* [Exercise material]:
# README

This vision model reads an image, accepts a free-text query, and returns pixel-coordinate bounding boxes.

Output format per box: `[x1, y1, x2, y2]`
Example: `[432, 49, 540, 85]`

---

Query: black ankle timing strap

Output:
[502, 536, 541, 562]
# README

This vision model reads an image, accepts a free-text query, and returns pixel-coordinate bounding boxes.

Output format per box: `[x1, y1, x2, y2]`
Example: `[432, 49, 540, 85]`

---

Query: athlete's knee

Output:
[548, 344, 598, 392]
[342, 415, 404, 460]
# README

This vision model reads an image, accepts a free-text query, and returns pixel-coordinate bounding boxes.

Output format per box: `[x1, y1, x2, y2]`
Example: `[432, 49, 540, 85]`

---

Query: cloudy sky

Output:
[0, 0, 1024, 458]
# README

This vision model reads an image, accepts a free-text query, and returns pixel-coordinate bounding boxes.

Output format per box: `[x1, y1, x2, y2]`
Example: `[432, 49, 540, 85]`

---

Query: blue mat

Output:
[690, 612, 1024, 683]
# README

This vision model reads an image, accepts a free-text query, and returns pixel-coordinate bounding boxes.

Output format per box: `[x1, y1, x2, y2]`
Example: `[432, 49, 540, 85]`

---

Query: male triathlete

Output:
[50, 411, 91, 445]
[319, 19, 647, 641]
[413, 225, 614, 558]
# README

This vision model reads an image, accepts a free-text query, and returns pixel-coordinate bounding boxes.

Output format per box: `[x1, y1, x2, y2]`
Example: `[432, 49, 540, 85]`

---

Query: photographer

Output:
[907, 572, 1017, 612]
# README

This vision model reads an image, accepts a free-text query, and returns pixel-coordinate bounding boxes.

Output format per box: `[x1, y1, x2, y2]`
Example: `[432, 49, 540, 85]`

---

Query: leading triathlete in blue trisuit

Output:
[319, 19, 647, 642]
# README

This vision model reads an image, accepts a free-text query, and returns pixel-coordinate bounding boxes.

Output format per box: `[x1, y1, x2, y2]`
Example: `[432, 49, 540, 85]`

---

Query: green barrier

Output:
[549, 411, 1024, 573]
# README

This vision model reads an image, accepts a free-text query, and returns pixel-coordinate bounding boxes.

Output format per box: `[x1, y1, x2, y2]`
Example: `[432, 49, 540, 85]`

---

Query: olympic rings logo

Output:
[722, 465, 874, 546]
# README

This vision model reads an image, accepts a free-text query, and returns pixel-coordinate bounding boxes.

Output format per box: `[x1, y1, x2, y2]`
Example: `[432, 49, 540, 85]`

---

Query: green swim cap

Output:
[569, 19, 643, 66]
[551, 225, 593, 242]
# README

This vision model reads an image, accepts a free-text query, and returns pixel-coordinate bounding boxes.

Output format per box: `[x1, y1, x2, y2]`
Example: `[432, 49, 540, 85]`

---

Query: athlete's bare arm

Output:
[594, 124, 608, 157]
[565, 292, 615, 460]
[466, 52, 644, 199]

* [Problem description]: Reproduce all of the records above, changing every "vision model" to "detection model" and leaving everything else as it is.

* [Complete answer]:
# README

This detection model reads an image, accepts a free-text query, and returns pixel-coordinate bounding boxes.

Output format per box: `[x1, y1, x2, y2]`
Example: `[432, 49, 540, 85]`

---

Query: black ankle timing strap

Output:
[502, 536, 541, 562]
# README

This detection model reads an image, accepts a free-text query, and returns pixel-coordinate bounding boxes.

Output format per box: `[x1, y1, x2, y2]`
Example: `[432, 49, 540, 85]`

---

Query: athlete's knee

Output:
[548, 344, 598, 392]
[342, 415, 404, 460]
# README

This detection model reads an image, accepts a free-text query, and returns pixel-coordinate bounding boxes.

Output format per box: `[x1, y1, x2, y2]`
Example: `[432, 49, 540, 85]`

---

Query: cloudy sky

Output:
[0, 0, 1024, 458]
# README

This detection model reads an image, accepts a free-text query, and returns pixel-coordinate bounding boxes.

Output format per box: `[x1, y1, x2, y2]`
Example: `[432, 49, 540, 85]`

---

Query: blue mat

Output:
[690, 612, 1024, 683]
# README

This detection model reads an image, accepts a free-text query, and returns pixel-coordinate bounding boxes.

Output format per box: `[x1, y1, x2, y2]`
Example: `[432, 49, 540, 85]`

---

Query: male triathlete

Output:
[50, 411, 91, 445]
[319, 19, 647, 641]
[413, 225, 614, 558]
# README

This detection model reads an image, accepts a free-text query, and returns pixel-coordinate bounding boxes.

Output format per box: `[x1, y1, x2, y2]`
Example: `[432, 49, 540, 85]`

---

Query: photographer

Output:
[907, 572, 1017, 612]
# README

This detection model reads an image, accepts a free-text query, and returns pixel-coordinate bounding boxes.

Output format per box: `[x1, y1, x2, y2]`
Example: `[432, 49, 540, 85]`

---

Query: leading triathlete in blue trisuit

Output:
[319, 19, 647, 642]
# README

This detection model reads an image, accepts a free-text query, and returns pixel-coordinate bounding boxes.

Output format per box: `[x1, y1, x2, y2]`
Example: `[432, 49, 540, 85]`

---

Query: green barrier

Output:
[549, 411, 1024, 573]
# README

This detection model reads an image, accepts a free-text query, and returns pixel-coordinate bounding boxes.

Output format per box: `[x1, y1, x2, y2]`
Example: `[432, 49, 540, 85]`

---

Query: olympic rings logo

Output:
[722, 465, 874, 546]
# README

This detection model reads an image, accepts a free-text query, and returns pixel-coordinate bounding boxes.

Output format per box: `[x1, y1, x2, y2]`
Example: `[432, 49, 540, 85]`

---

Query: green swim cap

Output:
[569, 19, 643, 66]
[551, 225, 593, 242]
# README

This detection model reads an image, accepts a free-text query, and returns pixel-coordinate bounding boxes.

Output format per box: `[x1, y1, x2, y2]`
Example: `[432, 49, 540, 85]`

---

Query: athlete's bare arm

Output:
[594, 124, 608, 157]
[565, 292, 615, 460]
[466, 52, 644, 199]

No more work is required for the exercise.